[BRIEF]:
Restate word for word, and only, the lines that extend from the line containing "form: point(356, 349)." through the end of the records below.

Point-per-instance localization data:
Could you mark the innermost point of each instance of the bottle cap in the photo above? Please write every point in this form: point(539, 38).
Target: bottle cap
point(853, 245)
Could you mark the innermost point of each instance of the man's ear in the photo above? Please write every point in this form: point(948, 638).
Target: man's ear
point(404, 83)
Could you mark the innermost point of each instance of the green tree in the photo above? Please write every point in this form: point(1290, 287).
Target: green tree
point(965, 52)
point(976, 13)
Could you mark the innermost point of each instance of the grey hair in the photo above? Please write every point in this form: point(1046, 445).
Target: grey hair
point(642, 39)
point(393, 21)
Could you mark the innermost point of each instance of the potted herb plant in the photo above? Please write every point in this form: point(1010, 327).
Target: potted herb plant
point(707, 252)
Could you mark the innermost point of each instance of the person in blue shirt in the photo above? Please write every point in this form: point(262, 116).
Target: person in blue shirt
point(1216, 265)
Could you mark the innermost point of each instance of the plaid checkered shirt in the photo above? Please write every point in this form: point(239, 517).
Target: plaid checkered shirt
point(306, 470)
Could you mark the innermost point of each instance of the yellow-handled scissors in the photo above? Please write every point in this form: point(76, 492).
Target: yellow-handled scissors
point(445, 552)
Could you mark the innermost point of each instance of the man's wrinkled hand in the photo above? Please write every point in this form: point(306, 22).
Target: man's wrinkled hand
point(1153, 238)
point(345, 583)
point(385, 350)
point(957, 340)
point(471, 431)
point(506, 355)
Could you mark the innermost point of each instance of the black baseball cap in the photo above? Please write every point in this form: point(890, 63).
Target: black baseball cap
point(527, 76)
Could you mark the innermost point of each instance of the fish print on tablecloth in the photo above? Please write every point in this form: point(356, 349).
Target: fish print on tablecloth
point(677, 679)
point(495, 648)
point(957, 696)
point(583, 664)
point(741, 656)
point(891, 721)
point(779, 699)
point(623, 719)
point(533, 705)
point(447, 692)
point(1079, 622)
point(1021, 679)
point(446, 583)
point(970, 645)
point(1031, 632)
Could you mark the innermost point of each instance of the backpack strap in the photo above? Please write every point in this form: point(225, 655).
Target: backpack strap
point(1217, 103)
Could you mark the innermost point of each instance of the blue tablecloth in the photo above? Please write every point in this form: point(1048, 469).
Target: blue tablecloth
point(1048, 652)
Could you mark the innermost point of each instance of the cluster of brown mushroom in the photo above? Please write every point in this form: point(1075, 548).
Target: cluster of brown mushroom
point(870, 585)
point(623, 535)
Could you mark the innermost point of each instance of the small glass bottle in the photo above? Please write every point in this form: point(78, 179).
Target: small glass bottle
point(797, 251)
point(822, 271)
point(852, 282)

[EXERCISE SOLUTION]:
Could you mark the innermost point of each instance of the fish print on tablecloth in the photo above? Please write every point in this form: point(356, 349).
Target: fish print on tablecloth
point(677, 679)
point(495, 648)
point(957, 696)
point(583, 664)
point(741, 656)
point(891, 721)
point(779, 699)
point(623, 719)
point(533, 705)
point(447, 692)
point(1079, 622)
point(1021, 679)
point(446, 583)
point(970, 645)
point(1031, 632)
Could you mark the innermost point of each instance of the backpack strap in the photo above? Please write every point in this form: point(225, 655).
Target: backpack strap
point(1217, 103)
Could you mark the innermost point of each instance of the blue tablecloth in the photo above? Please write every point in this form: point(1048, 469).
Target: blue tablecloth
point(1048, 652)
Could you mark the innermost point of each instance of the cluster of brown mushroom in the photo above? Please write every point in this form: point(1075, 548).
Target: cluster of brown mushroom
point(870, 585)
point(623, 535)
Could you mark the innermost point of each instance of the small glass bottle in the photo above? Please write every point in this form: point(78, 179).
Target: small glass bottle
point(797, 251)
point(822, 271)
point(852, 282)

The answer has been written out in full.